Text under study:
CueCat
Year First Appeared
2000
Creator
Jeffry Jovan Philyaw
The :CueCat (styled with a leading colon) is a cat-shaped handheld barcode scanner that was given away for free to millions of internet users starting in 2000 by Digital Convergence Corporation, a Dallas-based startup. The device plugged into a PC via a PS/2 or USB connection and allowed users to scan proprietary barcodes — called cues — printed in magazines, newspapers, catalogs, and product packaging, which would then automatically open a corresponding URL in the user's web browser. The idea was to create a physical-to-digital bridge: scan a barcode next to a magazine article or a Coca-Cola can and be taken directly to a relevant webpage without having to type a URL. The company also developed a system for encoding web addresses into audio tones broadcast during TV programs and commercials. The name was a portmanteau: CUE for the barcodes the device scanned, and CAT as a play on Keystroke Automation Technology — and, of course, a companion to your mouse.

Task requirements:
[a] Condense the paragraph of the CueCat text beginning "The :CueCat (styled with a leading colon)" into a bulleted list that keeps its main facts.
[b] According to the CueCat text, in which city was Digital Convergence Corporation based?

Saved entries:
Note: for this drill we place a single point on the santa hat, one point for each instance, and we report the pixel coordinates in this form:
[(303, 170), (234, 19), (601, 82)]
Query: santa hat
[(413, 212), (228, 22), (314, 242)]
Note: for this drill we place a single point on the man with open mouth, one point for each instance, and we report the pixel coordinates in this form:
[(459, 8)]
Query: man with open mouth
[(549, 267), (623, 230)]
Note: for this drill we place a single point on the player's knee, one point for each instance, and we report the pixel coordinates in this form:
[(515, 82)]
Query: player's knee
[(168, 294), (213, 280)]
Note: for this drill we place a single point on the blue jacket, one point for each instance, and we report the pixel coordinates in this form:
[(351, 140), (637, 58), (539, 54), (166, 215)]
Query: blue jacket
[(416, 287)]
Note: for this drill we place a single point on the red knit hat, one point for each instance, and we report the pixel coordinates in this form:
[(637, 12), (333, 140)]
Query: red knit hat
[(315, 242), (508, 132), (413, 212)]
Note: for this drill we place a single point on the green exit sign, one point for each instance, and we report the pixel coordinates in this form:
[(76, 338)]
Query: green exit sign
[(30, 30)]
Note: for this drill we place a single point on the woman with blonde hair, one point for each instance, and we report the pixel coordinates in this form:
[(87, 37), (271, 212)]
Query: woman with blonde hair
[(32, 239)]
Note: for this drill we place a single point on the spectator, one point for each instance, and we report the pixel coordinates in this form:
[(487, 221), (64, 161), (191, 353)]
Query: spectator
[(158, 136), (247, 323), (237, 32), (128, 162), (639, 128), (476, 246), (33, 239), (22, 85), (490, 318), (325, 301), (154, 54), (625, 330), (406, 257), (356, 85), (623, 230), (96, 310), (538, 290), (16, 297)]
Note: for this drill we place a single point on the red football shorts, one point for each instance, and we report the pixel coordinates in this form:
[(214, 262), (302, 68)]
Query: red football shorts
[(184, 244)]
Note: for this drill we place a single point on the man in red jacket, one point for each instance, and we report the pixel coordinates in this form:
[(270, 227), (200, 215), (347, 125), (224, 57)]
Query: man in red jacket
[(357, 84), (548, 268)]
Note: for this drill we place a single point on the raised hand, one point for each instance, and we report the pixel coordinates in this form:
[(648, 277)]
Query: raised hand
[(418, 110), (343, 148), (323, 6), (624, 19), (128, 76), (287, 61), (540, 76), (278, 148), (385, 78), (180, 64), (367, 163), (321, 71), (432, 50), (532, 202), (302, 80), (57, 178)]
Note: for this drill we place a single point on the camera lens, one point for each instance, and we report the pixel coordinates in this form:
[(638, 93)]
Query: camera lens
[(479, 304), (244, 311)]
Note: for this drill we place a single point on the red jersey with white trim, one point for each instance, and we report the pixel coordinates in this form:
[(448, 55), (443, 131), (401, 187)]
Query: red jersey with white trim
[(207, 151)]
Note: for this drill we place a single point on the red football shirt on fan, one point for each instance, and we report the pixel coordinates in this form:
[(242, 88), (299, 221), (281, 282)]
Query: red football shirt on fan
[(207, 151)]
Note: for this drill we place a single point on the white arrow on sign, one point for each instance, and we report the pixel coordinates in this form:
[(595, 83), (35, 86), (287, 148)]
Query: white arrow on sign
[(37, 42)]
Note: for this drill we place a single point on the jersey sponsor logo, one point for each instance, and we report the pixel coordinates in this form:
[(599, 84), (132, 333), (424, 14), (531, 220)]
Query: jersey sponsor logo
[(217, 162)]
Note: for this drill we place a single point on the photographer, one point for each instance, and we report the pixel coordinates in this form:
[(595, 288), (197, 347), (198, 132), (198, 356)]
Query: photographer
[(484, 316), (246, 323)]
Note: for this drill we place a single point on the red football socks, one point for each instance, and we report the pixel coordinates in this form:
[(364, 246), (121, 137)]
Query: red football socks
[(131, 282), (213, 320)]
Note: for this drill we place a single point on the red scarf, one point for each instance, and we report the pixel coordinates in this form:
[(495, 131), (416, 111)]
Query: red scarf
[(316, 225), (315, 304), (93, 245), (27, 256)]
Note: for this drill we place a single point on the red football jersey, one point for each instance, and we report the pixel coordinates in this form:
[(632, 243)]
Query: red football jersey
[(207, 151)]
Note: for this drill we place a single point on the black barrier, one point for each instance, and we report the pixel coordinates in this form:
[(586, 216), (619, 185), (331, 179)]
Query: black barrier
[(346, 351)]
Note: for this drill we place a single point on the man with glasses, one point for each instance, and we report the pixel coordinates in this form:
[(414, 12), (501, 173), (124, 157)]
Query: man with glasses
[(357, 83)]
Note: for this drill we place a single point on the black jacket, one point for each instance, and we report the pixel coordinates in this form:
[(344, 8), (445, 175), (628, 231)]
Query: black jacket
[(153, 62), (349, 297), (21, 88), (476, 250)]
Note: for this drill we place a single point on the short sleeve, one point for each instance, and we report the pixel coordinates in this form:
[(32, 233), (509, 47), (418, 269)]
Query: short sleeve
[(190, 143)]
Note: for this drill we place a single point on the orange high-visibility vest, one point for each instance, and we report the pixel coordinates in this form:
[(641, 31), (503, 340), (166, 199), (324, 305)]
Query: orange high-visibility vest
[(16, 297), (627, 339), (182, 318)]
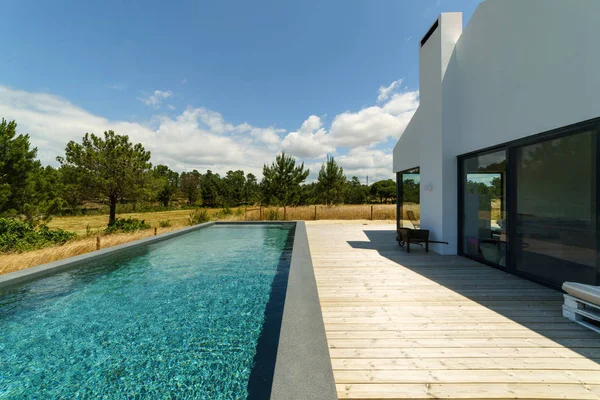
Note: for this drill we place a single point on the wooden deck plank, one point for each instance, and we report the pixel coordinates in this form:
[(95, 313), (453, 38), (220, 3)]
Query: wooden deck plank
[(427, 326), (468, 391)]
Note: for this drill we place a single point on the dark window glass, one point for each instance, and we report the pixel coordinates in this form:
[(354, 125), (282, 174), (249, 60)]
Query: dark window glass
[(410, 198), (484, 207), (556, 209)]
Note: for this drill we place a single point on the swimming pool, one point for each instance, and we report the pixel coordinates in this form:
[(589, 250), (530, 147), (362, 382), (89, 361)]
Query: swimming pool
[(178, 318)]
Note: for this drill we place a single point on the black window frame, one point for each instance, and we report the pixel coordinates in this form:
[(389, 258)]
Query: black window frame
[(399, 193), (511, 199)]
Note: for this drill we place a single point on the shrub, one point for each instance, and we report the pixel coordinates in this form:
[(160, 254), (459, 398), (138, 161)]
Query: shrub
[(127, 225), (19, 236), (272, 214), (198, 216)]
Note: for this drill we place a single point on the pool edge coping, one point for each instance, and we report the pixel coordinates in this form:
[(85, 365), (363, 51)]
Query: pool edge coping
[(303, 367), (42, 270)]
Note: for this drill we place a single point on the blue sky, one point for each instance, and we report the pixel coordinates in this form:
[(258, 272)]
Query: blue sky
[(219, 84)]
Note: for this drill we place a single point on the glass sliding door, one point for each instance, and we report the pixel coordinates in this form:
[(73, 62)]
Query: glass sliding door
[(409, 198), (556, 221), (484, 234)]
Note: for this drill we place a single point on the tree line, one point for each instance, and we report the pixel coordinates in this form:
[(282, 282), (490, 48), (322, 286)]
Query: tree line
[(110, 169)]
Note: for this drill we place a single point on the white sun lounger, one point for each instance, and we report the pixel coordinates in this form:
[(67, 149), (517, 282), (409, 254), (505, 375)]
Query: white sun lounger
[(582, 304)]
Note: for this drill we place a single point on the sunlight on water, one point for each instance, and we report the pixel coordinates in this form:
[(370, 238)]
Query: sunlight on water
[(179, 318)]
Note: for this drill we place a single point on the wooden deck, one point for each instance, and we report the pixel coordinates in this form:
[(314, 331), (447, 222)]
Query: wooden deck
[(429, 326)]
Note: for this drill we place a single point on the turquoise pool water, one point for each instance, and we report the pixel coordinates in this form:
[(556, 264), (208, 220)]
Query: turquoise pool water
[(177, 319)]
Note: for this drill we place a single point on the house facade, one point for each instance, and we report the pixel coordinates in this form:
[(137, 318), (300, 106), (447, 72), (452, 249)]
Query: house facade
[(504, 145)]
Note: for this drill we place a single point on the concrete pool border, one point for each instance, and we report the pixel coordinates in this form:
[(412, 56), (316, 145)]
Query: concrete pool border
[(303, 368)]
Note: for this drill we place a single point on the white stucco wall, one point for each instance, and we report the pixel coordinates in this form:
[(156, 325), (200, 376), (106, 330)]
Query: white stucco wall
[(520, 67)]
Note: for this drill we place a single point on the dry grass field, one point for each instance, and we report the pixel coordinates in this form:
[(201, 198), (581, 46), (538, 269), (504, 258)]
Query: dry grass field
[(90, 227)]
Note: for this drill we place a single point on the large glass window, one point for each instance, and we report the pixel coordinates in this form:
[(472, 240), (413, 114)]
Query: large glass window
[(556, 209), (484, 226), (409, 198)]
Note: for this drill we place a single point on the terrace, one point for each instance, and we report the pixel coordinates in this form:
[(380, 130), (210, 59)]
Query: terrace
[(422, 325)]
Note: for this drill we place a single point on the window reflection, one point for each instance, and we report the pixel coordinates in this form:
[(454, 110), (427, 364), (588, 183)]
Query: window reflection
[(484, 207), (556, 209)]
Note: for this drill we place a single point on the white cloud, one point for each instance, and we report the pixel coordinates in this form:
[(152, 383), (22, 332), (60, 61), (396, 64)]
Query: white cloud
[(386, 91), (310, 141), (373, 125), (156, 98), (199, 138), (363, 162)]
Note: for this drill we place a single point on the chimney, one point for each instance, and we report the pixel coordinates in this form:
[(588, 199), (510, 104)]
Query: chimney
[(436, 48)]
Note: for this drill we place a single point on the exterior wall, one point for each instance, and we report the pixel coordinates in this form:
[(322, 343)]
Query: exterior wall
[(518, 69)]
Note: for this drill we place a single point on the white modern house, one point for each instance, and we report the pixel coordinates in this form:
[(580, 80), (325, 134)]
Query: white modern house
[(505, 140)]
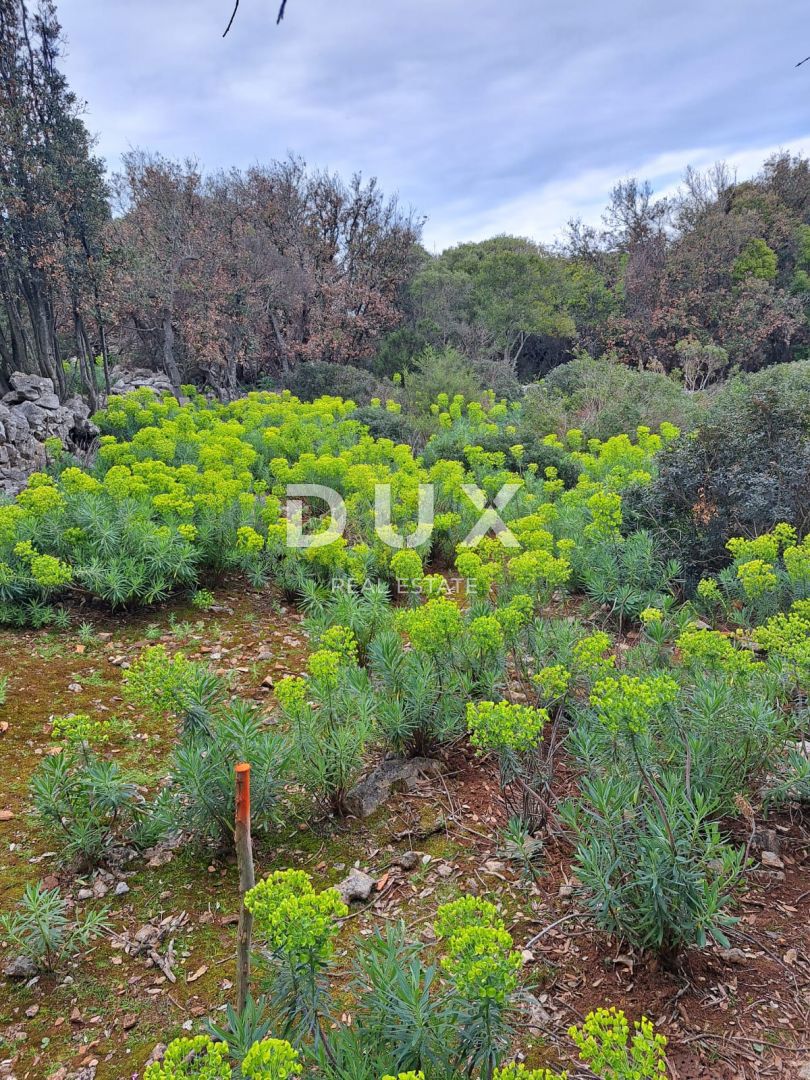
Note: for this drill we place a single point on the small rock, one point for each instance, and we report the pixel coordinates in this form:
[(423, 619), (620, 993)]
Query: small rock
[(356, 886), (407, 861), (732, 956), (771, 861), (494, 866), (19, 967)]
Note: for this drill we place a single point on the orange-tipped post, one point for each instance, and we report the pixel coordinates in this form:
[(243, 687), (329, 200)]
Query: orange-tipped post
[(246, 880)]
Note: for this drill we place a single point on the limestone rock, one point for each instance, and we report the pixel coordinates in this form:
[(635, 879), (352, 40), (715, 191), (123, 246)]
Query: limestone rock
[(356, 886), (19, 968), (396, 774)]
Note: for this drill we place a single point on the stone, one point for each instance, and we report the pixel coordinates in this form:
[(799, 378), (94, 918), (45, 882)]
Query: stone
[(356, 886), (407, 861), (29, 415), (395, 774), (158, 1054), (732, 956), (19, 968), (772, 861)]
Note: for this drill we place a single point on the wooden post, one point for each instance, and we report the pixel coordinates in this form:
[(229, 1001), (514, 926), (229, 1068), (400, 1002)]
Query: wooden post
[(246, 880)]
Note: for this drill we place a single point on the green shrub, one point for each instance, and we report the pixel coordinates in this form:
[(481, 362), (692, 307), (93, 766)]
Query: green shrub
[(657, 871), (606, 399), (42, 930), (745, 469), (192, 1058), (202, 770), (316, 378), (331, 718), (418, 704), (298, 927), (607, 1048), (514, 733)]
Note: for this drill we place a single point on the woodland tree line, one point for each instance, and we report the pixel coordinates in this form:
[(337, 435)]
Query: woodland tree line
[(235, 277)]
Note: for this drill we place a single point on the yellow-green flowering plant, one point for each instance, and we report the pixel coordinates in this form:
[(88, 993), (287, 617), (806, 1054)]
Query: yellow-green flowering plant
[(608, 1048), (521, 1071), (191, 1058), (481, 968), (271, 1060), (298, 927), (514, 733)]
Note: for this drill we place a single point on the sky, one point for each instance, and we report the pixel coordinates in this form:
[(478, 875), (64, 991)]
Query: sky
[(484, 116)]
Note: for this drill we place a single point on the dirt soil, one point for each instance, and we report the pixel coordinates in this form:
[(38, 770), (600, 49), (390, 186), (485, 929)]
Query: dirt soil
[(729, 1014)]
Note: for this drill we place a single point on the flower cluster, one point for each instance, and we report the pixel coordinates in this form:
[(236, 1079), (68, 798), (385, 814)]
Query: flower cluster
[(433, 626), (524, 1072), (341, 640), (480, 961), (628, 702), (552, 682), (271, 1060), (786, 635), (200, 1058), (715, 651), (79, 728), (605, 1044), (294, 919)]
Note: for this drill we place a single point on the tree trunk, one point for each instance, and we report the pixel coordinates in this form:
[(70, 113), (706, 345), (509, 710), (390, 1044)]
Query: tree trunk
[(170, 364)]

Responses to the exercise:
[a]
- The :CueCat, styled with a leading colon, is a cat-shaped handheld barcode scanner.
- Starting in 2000, Digital Convergence Corporation, a Dallas-based startup, gave it away free to millions of internet users.
- It connected to a PC through a PS/2 or USB connection.
- Users scanned proprietary barcodes called cues, printed in magazines, newspapers, catalogs and product packaging. Each scan opened a corresponding URL in the web browser.
- The aim was a physical-to-digital bridge that reached a relevant webpage without typing a URL.
- The company also developed a system for encoding web addresses into audio tones broadcast during TV programs and commercials.
- The name joins CUE, for the barcodes, with CAT, a play on Keystroke Automation Technology and a companion to the mouse.

[b] Dallas.